[Problem to work on]
The records below are to be returned exactly as written, minus their pictures.

-=-=-

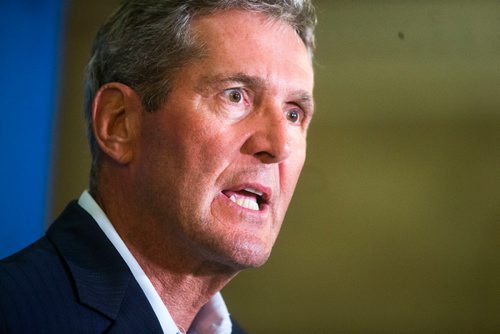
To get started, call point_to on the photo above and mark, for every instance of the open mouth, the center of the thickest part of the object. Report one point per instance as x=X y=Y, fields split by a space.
x=248 y=198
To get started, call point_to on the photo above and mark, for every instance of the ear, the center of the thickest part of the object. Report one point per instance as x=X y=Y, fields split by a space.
x=115 y=121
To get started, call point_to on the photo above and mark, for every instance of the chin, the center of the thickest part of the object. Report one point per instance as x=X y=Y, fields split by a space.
x=245 y=256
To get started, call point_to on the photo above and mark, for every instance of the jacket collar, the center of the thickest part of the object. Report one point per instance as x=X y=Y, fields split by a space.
x=100 y=274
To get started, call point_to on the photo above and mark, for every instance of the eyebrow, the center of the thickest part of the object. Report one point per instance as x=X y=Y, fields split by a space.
x=302 y=97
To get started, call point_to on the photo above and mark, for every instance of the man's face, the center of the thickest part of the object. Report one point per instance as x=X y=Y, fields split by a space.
x=217 y=165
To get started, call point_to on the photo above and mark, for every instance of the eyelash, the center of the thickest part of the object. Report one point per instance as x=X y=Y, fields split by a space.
x=243 y=97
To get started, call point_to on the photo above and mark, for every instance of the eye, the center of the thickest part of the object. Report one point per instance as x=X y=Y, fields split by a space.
x=234 y=95
x=294 y=116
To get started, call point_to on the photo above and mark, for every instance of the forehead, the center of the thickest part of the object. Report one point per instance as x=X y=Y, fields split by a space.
x=237 y=41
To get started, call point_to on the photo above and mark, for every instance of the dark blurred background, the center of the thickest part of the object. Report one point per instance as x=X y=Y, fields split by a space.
x=395 y=225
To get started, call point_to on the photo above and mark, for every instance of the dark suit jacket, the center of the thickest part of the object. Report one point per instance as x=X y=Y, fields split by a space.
x=73 y=281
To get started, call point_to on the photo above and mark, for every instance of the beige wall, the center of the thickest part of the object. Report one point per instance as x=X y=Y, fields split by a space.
x=395 y=225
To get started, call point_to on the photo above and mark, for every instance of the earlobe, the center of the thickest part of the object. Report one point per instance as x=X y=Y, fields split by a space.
x=115 y=118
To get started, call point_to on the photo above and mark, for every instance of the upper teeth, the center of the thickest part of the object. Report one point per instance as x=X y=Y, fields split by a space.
x=246 y=202
x=253 y=191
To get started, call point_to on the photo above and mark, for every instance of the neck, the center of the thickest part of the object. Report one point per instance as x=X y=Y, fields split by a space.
x=183 y=279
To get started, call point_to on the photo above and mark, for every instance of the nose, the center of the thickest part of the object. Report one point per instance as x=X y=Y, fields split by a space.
x=269 y=140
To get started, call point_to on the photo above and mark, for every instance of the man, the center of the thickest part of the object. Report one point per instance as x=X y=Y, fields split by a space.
x=198 y=113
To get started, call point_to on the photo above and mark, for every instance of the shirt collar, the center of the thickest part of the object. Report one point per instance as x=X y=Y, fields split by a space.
x=213 y=317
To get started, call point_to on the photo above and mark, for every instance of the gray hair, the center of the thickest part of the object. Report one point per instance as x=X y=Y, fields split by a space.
x=145 y=42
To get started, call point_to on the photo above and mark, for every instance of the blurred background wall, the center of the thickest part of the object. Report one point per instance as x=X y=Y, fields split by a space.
x=31 y=36
x=395 y=225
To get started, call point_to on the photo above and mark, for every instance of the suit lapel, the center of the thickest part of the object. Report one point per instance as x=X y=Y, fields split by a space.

-=-=-

[Problem solution]
To get started, call point_to on the photo above and mark, for every instance of the open mouth, the center of the thickest part of the object. Report one point per instance as x=X y=Y, fields split by a space.
x=248 y=198
To get started, call point_to on the photo above and mark, for every instance of the ear, the center of the thickest part of the object. Report one point per instance as x=X y=Y, fields split by a space.
x=115 y=121
To get started, call point_to on the photo above and mark, for every instance of the chin, the center of the thickest part of the object. Report one point per instance as x=X y=Y, fields split by a space.
x=245 y=256
To get started, call point_to on the photo above and mark, for every instance of the jacket collar, the center of the thickest part of the object. Report one point per instance as x=X y=Y, fields split by a space.
x=100 y=274
To get started, call point_to on the photo above and mark, for every instance of the eyebrow, the center of the thickest part of the object. Report one point per instance as x=X y=Y, fields split by a space.
x=302 y=97
To get started, call point_to on the photo above and mark, for every instance of the man's face, the center of the thickest part of the object. Report one point per instance as x=X y=Y, fields split by a space.
x=217 y=165
To get started, call point_to on the photo above and mark, for every instance of the eyelash, the center of the thickest part of the object. Report one point per instance as x=X y=Y, fields split by a space.
x=243 y=97
To get started, call point_to on the photo above and mark, for every instance of the eye, the center of the thickest part of the object. Report one point per instance as x=X y=Y, fields split by a space.
x=234 y=95
x=294 y=116
To get started, call point_to on the photo above and mark, for every instance of the forehead, the center of the thickest part of the object. Report one point per instance as x=X y=Y, fields split by a space.
x=237 y=41
To get started, call point_to on the photo above and mark, for every instance of the dark blurred background, the center of the thickest part of the object. Report one point per instance as x=X y=Y, fields split by a space.
x=395 y=225
To get started, call point_to on the photo above and mark, for every instance of the dark suit jacket, the center of the thickest part of the object. Report one point per instance as x=X y=Y, fields split by a space.
x=73 y=281
To get started, call point_to on the photo above and mark, for every instance of the beige wall, the center of the thickest part of the object. Report one point per instance as x=X y=Y, fields split by a space.
x=395 y=225
To get started, call point_to on the photo above and mark, for every instance of the earlobe, the center of the thickest part of the object. Report one point per instance as x=X y=Y, fields split by a space.
x=115 y=118
To get started, call point_to on the photo above and mark, for every instance of the upper teeth, the center of the thickest part of the object. Report one point per instance as x=X y=Y, fields split by a space.
x=246 y=202
x=253 y=191
To get started, call point_to on the photo above and mark, for every instance of the neck, the center of the thickest part of the object. Report one point per instance as x=X y=Y, fields split by a space.
x=183 y=279
To get started, call point_to on the photo above and mark, for every instance of the nose, the center of the thickest part of the object. Report one point per instance as x=X y=Y, fields split by a space.
x=269 y=140
To get started, call point_to on the photo above and mark, for every instance of the man, the center of the thickest part of the object. Report one point per instance as x=X y=Y, fields split by a space.
x=198 y=113
To get started, call point_to on the photo above and mark, for every instance of the shirt collar, the center of the thickest part of the object. Report one point per instance as x=X y=Y, fields split by a space.
x=213 y=317
To get started, call point_to on the photo above and mark, for every instance of the gray hair, the center of the thickest part of the object. Report one point per instance as x=X y=Y, fields split by a space.
x=145 y=42
To get started, call point_to on the photo above and mark, for every instance of the blurred background wall, the center of the thickest part of the object. Report one point per instance as x=X y=Y, fields split by a space.
x=31 y=36
x=395 y=225
To get started, call point_to on the photo above and mark, for every instance of the suit lapel, the center of the thickest part of the object. Report one point per instance as x=X y=Y, fields split by a space.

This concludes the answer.